Arnout Jaspers: Ook bij nader inzien recidiveren TBS-ers niet minder dan gewone gedetineerden

Vorige week schopte ik tegen een heilig huisje aan: volgens het heersende narratief werkt TBS prima, want de recidive van vrijgelaten TBS-ers is veel lager dan van gewone gedetineerden die hun straf hebben uitgezeten.
Dat lijkt zo, als je alleen kijkt naar de algemene cijfers voor recidive die de fans van het TBS-systeem daar altijd bij presenteren: recidive binnen twee jaar van TBS-ers is 20 procent, die van gewone gedetineerden 47 procent.
De stelling in mijn column van vorige week, dat die lagere recidive van TBS-ers vooral gezichtsbedrog is, stuitte uiteraard op heftige kritiek van de talkshow-experts; mensen als TBS-advocaat Job Knoester en criminologe Marijke Drogt trokken op X ten strijde. Reden genoeg om er deze week nog een keer op terug te komen, op basis van meer specifieke recidive-cijfers.
Draaideurcriminelen
Mijn kritiek kwam er in het kort op neer, dat die algemene cijfers de recidive van een kinderverkrachter die weer gruwelijk in de fout gaat, hetzelfde wegen als de recidive van een hashhandelaar of inbreker. Gewone gevangenissen zitten vol met draaideurcriminelen die na het uitzitten van hun straf van een paar weken of maanden vrolijk verdergaan met hun illegale handel en wandel, wat het recidivepercentage van de hele groep flink opschroeft. Maar hoe vaak recidiveert iemand die tot vier jaar bajes (maar niet tot TBS) veroordeeld is voor verkrachting of een gewapende overval?
Mijn stelling was, dat als je de recidive van TBS-ers en gewone gedetineerden uitsplitst naar ernst van het delict en dan per categorie vergelijkt, de lagere recidive van TBS-ers vrijwel helemaal verdampt, en mijn cijfers wezen dat ook uit.
Nu had ik mijn opponenten wel een kans voor open doel gegeven, doordat ik mijn cijfers voor een deel door Grok had laten verzamelen. Het Wetenschappelijk Onderzoek- en Datacentrum (WODC) van het ministerie van Justitie geeft namelijk geen helder overzicht van recidive uitgesplitst naar ernst van het delict, maar blijkbaar is die informatie wel te destilleren uit her en der verspreide documentatie van het WODC en TBS Nederland.
Natuurlijk bestaat het risico dat een chatbot als Grok de plank misslaat. Maar de cijfers die ik zelf kon controleren klopten, en de critici op X wezen ook geen concreet getal aan dat niet klopte. Wel verwees criminologe Drogt me naar een wetenschappelijk artikel dat onomstotelijk zou aantonen dat althans voor zedendelinquenten de recidive van TBS-ers echt lager is dan die van gewone gedetineerden.

- Opgeslagen invoer
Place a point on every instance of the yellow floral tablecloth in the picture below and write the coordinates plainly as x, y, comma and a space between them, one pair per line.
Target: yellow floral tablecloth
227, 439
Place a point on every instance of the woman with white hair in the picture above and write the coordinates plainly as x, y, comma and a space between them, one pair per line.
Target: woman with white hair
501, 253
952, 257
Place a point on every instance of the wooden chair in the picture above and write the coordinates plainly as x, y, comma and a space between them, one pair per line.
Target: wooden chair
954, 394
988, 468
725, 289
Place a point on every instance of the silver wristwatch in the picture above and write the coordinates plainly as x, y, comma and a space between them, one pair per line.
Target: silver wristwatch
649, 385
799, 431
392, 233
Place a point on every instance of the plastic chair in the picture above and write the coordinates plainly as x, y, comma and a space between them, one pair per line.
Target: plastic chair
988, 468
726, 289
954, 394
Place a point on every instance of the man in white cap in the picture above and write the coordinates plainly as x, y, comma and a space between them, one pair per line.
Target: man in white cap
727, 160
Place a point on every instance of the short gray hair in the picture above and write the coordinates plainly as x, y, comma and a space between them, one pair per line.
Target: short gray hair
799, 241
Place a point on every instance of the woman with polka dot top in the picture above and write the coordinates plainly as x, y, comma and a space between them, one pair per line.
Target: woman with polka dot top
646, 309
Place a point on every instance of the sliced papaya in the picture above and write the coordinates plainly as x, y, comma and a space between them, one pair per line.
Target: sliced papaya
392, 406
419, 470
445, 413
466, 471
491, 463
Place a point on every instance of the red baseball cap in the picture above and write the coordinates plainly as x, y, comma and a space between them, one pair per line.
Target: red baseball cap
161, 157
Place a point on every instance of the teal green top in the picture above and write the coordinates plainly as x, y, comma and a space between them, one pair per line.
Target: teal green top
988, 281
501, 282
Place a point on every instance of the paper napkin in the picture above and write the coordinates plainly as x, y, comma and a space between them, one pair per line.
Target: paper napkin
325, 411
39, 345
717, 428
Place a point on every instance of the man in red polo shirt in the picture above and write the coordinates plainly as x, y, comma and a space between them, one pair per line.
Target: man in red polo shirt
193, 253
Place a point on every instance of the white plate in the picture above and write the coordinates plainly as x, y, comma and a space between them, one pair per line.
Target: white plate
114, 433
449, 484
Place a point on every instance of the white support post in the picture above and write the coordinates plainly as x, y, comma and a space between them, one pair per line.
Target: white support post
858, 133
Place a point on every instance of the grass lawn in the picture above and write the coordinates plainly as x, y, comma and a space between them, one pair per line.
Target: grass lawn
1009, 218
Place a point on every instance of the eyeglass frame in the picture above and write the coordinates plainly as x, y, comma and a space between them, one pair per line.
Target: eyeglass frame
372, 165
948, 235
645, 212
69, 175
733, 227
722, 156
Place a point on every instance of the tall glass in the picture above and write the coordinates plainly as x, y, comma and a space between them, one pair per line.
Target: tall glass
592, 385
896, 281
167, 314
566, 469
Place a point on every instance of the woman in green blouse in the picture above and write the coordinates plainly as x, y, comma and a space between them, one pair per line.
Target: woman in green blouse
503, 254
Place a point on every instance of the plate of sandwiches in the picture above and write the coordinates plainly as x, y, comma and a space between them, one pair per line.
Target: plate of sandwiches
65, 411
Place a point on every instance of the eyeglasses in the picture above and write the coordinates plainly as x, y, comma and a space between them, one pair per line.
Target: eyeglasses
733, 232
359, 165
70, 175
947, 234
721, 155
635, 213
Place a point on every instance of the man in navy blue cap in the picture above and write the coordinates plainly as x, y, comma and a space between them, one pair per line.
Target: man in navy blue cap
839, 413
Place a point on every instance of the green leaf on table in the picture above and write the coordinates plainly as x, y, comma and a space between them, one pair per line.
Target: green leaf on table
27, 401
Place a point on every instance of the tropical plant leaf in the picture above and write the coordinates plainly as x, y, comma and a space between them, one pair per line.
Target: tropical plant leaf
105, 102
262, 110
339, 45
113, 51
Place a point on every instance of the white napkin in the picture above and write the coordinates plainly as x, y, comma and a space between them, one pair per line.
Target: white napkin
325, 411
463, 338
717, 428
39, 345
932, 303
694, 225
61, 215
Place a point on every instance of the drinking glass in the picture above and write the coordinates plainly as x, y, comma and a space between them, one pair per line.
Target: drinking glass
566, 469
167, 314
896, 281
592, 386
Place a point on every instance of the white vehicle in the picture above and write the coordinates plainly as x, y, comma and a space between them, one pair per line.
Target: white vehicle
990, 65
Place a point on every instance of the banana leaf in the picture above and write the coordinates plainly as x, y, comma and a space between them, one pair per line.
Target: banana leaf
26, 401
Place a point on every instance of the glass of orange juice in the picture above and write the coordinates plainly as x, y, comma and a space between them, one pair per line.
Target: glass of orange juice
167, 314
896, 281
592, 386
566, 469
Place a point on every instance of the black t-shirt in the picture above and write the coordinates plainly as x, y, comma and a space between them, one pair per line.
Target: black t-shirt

- Opgaven
**a.** Ga voor elk van de volgende beweringen na of ze overeenstemmen met de column over recidive van TBS-ers. Antwoord per bewering met ja of nee en citeer de woorden uit de column die de doorslag geven.
(i) De recidive binnen twee jaar van gewone gedetineerden bedraagt 47 procent.
(ii) De critici op X wezen een concreet getal aan dat niet klopte.
(iii) Het WODC geeft een helder overzicht van recidive uitgesplitst naar ernst van het delict.
**b.** Pak de column over recidive van TBS-ers op na de laatste zin en schrijf deze verder.

- Antwoordenlijst
**a.**
(i) Ja: "die van gewone gedetineerden 47 procent".
(ii) Nee: "de critici op X wezen ook geen concreet getal aan dat niet klopte".
(iii) Nee: "geeft namelijk geen helder overzicht van recidive uitgesplitst naar ernst van het delict".

**b.**
Goed opgezet onderzoek
Het is voor een keer nuttig om vrij diep op de details van zo’n onderzoek in te gaan, ter illustratie hoe je zelfs met schijnbaar objectieve cijfers alle kanten uit kan. Dit Nederlandse onderzoek uit 2014, A Quasi-Experimental Evaluation of High-Intensity Inpatient Sex Offender Treatment in the Netherlands, vergeleek 90 TBS-ers die waren vrijgelaten na een zedenmisdrijf, met 176 gewone gedetineerden die een zedendelict gepleegd hadden. Alle daders kwamen vrij tussen 1996 en 2002 en de meesten zijn daarna meer dan tien jaar gevolgd. Zulk goed opgezet onderzoek, met een controlegroep van vergelijkbare niet-TBS-ers en een lange volgtijd, is zeldzaam in deze branche, dus belangrijk.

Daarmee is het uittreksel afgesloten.